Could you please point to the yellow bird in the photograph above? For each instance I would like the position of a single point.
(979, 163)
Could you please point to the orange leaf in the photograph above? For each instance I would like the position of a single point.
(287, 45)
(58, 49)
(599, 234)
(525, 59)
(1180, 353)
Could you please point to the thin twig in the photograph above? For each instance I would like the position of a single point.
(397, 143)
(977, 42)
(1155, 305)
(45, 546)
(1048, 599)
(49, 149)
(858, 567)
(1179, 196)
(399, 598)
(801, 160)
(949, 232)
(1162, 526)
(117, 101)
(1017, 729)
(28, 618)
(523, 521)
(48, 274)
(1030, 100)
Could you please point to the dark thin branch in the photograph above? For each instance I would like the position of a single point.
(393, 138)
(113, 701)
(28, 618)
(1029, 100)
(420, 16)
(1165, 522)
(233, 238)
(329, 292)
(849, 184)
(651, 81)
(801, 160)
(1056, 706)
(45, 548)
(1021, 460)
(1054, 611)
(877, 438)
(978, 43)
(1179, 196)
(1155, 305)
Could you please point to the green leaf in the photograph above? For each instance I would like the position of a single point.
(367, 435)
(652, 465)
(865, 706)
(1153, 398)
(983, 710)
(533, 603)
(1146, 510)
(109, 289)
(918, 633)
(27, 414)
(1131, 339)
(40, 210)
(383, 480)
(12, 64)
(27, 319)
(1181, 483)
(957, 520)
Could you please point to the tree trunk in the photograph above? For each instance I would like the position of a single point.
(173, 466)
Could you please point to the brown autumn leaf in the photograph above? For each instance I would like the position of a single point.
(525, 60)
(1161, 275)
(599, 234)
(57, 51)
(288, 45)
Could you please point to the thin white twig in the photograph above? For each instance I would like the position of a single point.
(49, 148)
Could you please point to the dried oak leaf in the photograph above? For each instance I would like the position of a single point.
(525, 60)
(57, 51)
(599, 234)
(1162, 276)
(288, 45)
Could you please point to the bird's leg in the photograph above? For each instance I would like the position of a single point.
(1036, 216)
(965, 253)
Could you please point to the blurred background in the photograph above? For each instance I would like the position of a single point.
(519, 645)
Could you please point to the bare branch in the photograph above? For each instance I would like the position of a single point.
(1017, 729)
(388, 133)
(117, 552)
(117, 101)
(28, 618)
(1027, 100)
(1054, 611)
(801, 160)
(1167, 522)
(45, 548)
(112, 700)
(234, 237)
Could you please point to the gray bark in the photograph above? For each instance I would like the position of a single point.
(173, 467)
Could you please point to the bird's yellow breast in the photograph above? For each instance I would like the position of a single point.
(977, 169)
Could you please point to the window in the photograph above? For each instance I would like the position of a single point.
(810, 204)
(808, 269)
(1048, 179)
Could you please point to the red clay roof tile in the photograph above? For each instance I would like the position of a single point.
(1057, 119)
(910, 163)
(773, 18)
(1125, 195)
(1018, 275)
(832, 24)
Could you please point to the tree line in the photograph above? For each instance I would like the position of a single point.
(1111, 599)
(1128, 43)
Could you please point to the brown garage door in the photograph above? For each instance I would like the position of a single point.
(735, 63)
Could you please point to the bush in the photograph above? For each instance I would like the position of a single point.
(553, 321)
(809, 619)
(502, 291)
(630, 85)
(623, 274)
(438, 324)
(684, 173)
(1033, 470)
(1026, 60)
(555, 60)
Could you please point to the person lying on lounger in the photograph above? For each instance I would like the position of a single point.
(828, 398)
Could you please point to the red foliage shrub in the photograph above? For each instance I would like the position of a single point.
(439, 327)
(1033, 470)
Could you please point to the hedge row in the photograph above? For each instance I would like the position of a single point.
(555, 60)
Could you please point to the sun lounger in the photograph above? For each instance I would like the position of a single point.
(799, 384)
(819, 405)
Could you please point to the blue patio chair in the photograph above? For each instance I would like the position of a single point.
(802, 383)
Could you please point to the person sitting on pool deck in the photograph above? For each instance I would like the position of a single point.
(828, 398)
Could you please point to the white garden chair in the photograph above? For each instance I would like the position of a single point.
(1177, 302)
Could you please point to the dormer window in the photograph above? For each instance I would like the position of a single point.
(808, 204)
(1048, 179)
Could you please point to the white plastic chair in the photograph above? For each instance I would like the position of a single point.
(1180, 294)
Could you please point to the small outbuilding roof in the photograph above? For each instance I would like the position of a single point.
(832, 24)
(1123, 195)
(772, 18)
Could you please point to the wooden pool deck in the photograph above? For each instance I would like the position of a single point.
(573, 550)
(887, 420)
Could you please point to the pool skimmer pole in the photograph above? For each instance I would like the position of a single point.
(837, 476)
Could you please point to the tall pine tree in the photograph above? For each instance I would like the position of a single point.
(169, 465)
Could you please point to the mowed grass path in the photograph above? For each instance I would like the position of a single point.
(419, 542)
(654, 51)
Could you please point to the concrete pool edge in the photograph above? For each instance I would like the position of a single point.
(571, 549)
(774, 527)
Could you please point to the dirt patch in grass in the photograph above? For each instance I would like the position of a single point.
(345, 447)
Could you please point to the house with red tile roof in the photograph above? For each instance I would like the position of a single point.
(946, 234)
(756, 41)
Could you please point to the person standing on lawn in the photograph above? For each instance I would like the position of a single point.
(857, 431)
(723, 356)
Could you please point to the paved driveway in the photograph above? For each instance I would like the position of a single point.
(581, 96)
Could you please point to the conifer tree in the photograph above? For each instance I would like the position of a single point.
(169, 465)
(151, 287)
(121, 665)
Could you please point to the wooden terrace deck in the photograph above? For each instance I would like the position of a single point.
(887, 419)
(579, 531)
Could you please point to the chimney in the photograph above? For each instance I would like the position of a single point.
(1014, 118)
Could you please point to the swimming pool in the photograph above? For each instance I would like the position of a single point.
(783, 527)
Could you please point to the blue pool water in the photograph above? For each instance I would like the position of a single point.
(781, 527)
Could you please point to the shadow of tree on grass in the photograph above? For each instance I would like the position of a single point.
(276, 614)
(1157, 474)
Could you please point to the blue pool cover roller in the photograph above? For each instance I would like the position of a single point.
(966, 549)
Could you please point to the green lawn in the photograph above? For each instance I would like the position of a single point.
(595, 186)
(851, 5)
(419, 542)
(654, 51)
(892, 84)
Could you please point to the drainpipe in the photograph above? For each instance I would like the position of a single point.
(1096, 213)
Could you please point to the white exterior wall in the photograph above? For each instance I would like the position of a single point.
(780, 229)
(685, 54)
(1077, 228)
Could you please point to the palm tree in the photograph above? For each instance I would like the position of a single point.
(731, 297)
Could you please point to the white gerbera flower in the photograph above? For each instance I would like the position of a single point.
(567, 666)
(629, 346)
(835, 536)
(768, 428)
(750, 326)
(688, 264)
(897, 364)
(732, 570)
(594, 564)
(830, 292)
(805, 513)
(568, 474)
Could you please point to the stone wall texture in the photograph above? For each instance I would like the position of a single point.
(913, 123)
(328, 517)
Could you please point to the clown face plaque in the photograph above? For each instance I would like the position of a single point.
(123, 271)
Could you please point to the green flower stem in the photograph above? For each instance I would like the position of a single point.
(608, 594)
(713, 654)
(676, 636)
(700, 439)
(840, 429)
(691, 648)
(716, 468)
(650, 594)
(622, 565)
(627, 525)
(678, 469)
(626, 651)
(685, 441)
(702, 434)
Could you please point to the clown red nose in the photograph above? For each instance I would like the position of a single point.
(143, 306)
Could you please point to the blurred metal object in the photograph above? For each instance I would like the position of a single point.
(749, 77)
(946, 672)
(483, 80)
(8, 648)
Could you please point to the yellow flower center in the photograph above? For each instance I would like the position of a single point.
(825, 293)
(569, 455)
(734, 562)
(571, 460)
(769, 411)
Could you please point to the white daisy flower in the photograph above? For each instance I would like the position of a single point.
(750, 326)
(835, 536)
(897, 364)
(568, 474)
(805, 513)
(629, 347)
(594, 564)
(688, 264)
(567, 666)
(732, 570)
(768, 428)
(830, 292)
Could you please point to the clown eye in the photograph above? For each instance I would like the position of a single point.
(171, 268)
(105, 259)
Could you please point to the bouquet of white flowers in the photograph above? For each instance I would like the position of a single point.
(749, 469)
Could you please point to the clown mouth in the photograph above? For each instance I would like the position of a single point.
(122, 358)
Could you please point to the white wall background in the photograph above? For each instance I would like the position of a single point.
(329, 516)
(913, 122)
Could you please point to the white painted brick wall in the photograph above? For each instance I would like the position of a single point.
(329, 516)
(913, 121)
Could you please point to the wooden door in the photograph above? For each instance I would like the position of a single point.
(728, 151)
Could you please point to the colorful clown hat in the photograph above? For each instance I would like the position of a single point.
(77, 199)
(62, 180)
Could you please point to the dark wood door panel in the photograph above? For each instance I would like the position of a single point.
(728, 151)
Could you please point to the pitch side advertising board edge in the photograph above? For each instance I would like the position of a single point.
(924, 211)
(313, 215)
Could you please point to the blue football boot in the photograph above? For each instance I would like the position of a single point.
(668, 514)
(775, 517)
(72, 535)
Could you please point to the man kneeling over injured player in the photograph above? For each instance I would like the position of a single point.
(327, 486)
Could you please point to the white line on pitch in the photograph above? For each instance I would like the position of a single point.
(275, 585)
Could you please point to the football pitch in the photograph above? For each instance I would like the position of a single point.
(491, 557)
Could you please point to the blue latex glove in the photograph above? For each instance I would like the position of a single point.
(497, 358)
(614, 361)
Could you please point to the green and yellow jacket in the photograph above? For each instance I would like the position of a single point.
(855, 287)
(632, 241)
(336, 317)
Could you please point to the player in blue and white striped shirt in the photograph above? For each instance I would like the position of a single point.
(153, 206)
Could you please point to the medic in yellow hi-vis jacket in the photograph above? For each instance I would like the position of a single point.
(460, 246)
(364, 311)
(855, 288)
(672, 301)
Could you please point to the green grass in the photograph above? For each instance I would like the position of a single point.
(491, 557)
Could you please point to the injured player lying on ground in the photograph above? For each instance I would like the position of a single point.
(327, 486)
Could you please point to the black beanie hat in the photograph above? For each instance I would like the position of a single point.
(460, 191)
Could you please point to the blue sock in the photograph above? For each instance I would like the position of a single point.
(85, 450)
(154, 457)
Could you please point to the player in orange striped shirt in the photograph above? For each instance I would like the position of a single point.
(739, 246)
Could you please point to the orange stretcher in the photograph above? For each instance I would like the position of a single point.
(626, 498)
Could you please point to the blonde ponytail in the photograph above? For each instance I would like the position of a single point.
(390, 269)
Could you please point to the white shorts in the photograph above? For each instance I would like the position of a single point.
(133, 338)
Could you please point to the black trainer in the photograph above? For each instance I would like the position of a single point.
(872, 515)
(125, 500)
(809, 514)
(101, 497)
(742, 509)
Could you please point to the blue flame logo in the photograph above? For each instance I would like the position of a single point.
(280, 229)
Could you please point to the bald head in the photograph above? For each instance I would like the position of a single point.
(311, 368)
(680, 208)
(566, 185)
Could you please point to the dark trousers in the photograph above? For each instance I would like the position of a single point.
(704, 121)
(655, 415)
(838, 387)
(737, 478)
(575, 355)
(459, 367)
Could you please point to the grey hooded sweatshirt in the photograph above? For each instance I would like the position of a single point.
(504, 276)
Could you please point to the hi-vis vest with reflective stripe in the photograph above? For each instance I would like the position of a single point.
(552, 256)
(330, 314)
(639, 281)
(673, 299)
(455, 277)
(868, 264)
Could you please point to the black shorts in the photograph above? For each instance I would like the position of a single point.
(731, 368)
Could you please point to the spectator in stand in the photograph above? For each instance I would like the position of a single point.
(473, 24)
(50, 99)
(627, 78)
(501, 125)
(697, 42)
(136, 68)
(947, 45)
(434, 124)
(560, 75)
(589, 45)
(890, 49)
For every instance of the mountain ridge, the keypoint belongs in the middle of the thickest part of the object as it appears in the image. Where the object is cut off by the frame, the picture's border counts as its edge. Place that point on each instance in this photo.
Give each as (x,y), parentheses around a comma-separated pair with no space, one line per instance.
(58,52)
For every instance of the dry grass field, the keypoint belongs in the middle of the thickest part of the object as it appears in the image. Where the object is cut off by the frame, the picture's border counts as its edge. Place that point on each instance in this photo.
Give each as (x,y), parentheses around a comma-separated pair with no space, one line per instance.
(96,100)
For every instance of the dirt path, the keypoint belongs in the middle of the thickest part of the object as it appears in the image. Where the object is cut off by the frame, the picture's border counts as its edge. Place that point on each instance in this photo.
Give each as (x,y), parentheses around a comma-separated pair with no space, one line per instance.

WHAT YOU WILL DO: Could you return the rows above word for word, starting at the line that has "Could you please point to the tree line" and ending after the line that has "(1180, 294)"?

EXERCISE ANSWER:
Could you please point to the tree line in the photograph above? For each instance I would like the position of a single point.
(1111, 599)
(1128, 43)
Could you please point to the brown garage door in the photograph above? For each instance I would like the position of a single point.
(735, 63)
Could you please point to the bush in the photograph above? For each instance I would like the position of a single point.
(553, 321)
(809, 619)
(502, 291)
(630, 85)
(623, 274)
(438, 324)
(684, 173)
(1033, 470)
(1026, 60)
(555, 60)
Could you please point to the person lying on lounger in the photograph above? For each instance I would like the position of a single point.
(828, 398)
Could you please point to the red foliage shrub in the photograph above? For each instance I would like the position of a single point.
(439, 327)
(1033, 470)
Could you please point to the hedge row in the photograph above? For each instance I would like the position of a single point.
(555, 60)
Could you please point to the sun lounger in the photograph above? For each instance I would like the position of a single point.
(799, 384)
(819, 405)
Could you please point to the blue patio chair in the photograph above? For each instance I would like the position of a single point.
(802, 383)
Could you please point to the person sitting on pool deck in the photograph above? For each instance I would like the position of a single point.
(828, 398)
Could you please point to the white garden chair in the photograph above? For each instance I would like the position of a single point.
(1177, 302)
Could you please point to the dormer window in the photograph above? For each instance I would like the position of a single point.
(808, 204)
(1048, 179)
Could you please point to the white plastic chair in the photograph above? For each instance I would like the position of a single point.
(1180, 294)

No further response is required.